Text excerpt:

______

# BEEF HEART



## nemo (Apr 1, 2003)

WILL PUBLIX HAVE BEEF HEART?


----------



## rosecityrhom (Feb 3, 2003)

Any of you local grocery stores will have it and if you have a wincos in your state they will have it. Great prices!


----------



## RhomZilla (Feb 12, 2003)

Wuts PUBLIX?!?!







Deepnding where you live, best place and price to find meat are at asian markets. BeefHearts usually go for $.98 lbs. Also, check your neighborhood grocers or butcher stores.


----------



## thePACK (Jan 3, 2003)

RhomZilla said:


> Wuts PUBLIX?!?!
> 
> 
> 
> ...


 yeah either of these places that al mentioned you will find them..more likely the asian stores...


----------



## Winkyee (Feb 17, 2003)

If you can't find it , just check with local butchers , if they don't have it ,
They can order it.


----------



## GARGOYLE (Feb 12, 2003)

whatever you do, try to not buy the frozen beefheart at your LFS. You could get a lot more for a lot less at the places mentioned above.


----------



## SnowCichlid (Jan 10, 2003)

Just go to your nearest grocery store or meat shop and they will have some available
Look at my tutorial in the "tutorial" section to see how to prepare it for your piranhas
good luck :smile:


----------



## lastyboy (Apr 14, 2003)

Where i live you cant get it for all the tea in china!!!!!!!!

So i just use something else instead. :smile:


----------



## SnowCichlid (Jan 10, 2003)

lastyboy said:


> Where i live you cant get it for all the tea in china!!!!!!!!
> 
> So i just use something else instead. :smile:


 No cows over there


----------



## lastyboy (Apr 14, 2003)

there just isnt much call for it here, although funnily enough one of our biggest exports is beef-maybe they should save a little, eh?


----------

______

Listing:
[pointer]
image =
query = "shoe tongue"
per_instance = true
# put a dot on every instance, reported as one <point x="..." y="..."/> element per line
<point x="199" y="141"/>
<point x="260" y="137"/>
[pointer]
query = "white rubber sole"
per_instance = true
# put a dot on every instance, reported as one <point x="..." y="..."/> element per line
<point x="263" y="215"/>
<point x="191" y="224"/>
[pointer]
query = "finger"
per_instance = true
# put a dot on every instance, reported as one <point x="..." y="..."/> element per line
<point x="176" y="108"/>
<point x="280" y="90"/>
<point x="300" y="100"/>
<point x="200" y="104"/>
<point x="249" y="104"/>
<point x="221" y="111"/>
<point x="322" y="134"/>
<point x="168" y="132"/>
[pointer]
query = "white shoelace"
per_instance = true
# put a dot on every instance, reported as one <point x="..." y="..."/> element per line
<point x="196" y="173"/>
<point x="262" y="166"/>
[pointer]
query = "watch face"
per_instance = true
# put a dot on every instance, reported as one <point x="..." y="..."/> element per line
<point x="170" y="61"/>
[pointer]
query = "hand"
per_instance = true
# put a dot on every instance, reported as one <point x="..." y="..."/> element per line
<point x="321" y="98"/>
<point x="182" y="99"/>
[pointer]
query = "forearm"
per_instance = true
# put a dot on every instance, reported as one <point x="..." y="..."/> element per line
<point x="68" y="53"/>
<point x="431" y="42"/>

______

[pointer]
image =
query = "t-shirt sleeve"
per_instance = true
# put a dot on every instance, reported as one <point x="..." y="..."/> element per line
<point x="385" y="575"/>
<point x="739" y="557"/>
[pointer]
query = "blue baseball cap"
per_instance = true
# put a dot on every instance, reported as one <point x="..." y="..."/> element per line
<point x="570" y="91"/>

______

Problems to solve:
**1)** Answer these questions about the beef heart thread:
(a) According to RhomZilla, what price per pound do beef hearts usually go for?
(b) What does GARGOYLE advise against buying?
(c) According to Winkyee, what can local butchers do if they don't have beef heart?
**2)** In the beef heart thread, replace "asian stores" with "butcher shops". Then write the passage from "## thePACK (Jan" up to and including "the asian stores...".

Solutions to the tasks:
**1)**
(a) $.98 per pound.
(b) The frozen beefheart at your LFS.
(c) They can order it.

**2)**
## thePACK (Jan 3, 2003)

RhomZilla said:


> Wuts PUBLIX?!?!
> 
> 
> 
> ...


 yeah either of these places that al mentioned you will find them..more likely the butcher shops...